SHORT EXERCISE 1:
Could you copy word for word the passage of the Amazon and Perplexity text starting with "- Commodity risk: Many" and going on through "suit as anti-user."?
SHORT EXERCISE 2:
Can you resume the notes on Amazon's dispute with Perplexity over shopping agents, picking up from the point where they stop?

SELECTED TEXT:
Why Amazon may be uniquely aggressive
- Advertising revenue: Amazon’s ad business is huge and growing (on pace to exceed ~$60B in 2025 per the episode). Agents that automate shopping could hide sponsored placements, undercutning a major revenue stream.
- Prime/subscription leverage: If agents redirect buyers to lowest-price options across retailers, Prime’s convenience/value could be eroded.
- Commodity risk: Many retail purchases (e.g., low-differentiation items) are easy for agents to source elsewhere, making Amazon potentially more replaceable in agent-driven flows than service companies with real-world supply networks (rides, tasks, healthcare).
- Amazon already builds agent tools (Rufus, Buy From Me) suggesting it sees both the risk and the opportunity.
Perplexity's argument and legal/ethical questions
- Perplexity claims user agents are extensions of users and should have the same web access rights; frames Amazon’s suit as anti-user.
- It argues software is becoming labor (agents acting on behalf of users) to justify access.
- Legal ambiguity: Do agents constitute users for ToS and anti-hacking laws? CFAA claims raise contentious legal and technical debates.
- Ethics & labor: If agents strip away the revenue streams that pay gig workers (drivers, delivery workers, taskers), platforms and regulators must consider how those jobs remain viable.
Open questions and possible outcomes
- Will courts treat agent interactions as user actions or as unauthorized access? Outcomes could set broad legal precedents.

DATASET ROWS:
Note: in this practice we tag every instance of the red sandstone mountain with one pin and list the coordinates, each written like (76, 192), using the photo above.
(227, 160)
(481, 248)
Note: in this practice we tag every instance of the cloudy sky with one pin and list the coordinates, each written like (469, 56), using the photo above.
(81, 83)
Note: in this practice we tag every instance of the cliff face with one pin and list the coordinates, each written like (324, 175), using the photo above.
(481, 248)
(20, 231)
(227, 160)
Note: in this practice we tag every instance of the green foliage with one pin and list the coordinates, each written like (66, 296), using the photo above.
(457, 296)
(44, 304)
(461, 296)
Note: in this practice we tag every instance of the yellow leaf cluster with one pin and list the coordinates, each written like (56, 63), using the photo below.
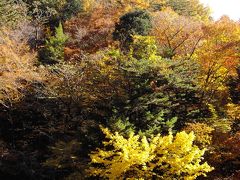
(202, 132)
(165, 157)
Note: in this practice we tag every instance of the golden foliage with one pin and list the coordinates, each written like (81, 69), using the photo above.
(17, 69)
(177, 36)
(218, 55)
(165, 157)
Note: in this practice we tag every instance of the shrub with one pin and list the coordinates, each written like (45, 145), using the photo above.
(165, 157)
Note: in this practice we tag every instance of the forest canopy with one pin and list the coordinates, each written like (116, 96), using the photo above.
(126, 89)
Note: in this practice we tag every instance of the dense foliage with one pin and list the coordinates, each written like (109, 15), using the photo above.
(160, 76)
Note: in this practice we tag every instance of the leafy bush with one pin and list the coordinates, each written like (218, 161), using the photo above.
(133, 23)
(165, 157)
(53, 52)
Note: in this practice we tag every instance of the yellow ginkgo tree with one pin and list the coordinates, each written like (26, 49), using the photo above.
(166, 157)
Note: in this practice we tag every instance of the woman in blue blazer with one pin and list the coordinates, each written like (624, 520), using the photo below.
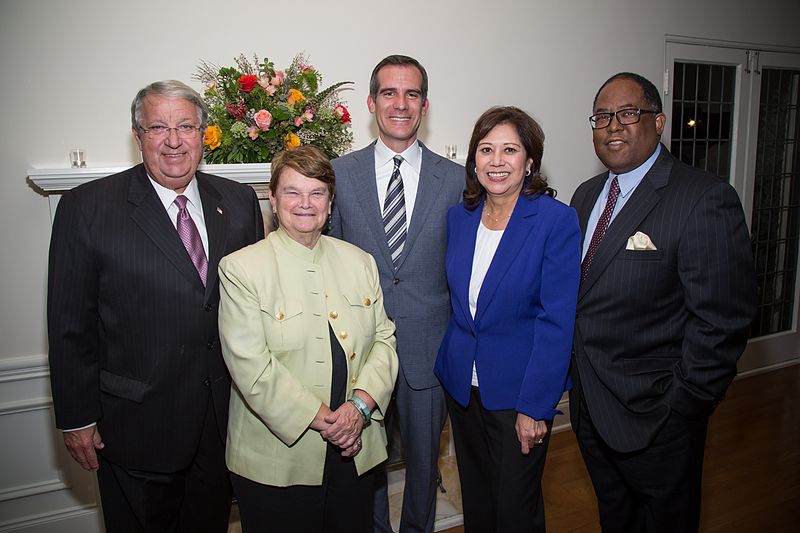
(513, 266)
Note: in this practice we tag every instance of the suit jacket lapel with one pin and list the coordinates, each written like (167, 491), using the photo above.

REPLY 1:
- Commodity risk: Many retail purchases (e.g., low-differentiation items) are easy for agents to source elsewhere, making Amazon potentially more replaceable in agent-driven flows than service companies with real-world supply networks (rides, tasks, healthcare).
- Amazon already builds agent tools (Rufus, Buy From Me) suggesting it sees both the risk and the opportunity.
Perplexity's argument and legal/ethical questions
- Perplexity claims user agents are extensions of users and should have the same web access rights; frames Amazon’s suit as anti-user.

REPLY 2:
- Will platforms build APIs/partnership frameworks and charge take rates to agents (like App Store-style deals), or will they block/sandbox agents?
- Will agent companies negotiate licensing or be forced to adapt technical/contractual approaches?
- Will some services be inherently resilient (unique supply chains, vetted labor) while others (commodity retail) get reorganized by agents?
- How will consumer experience, security, fraud prevention, and worker compensation evolve under agentized commerce?
Practical recommendations for companies (actions to consider)
- Experiment: Pilot agent integrations to measure experience and whether agent-sourced users are incremental or cannibalistic.
- Develop commercial frameworks: Create APIs, licensing terms, and measurable take-rate models for agents that want access.
- Build detection & policy: Strengthen traffic attribution and specifically define acceptable automated access; plan negotiation playbooks.
- Protect core monetization: Re-think ad formats and subscription value that persist even when agentizing front-ends (e.g., guaranteed fulfillment SLA tied to platform).
- Advocate for clarity: Work with regulators and industry groups to define legal standards for agent access and liability.
- Consider worker economics: Ensure that any agent-driven model preserves payment and protections for real-world labor.
Notable quotes
- Amazon (summary): "Third-party applications that offer to make purchases on behalf of customers should operate openly and respect service provider decisions whether or not to participate."
- Perplexity (blog): "Bullying is not innovation" — argues agents are the user's agent and should be allowed to transact on users' behalf.
- Dara Khosrowshahi (Uber): "Initially I charge you zero... let's try it out... then we can measure incrementality; if cannibalistic, then I’m going to charge a lot."
- Demis Hassabis (Google DeepMind): "We might not even need to render webpages at all in an agent-first world" — illustrates the technical reimagining of the web agents imply.
Final thoughts (from the episode)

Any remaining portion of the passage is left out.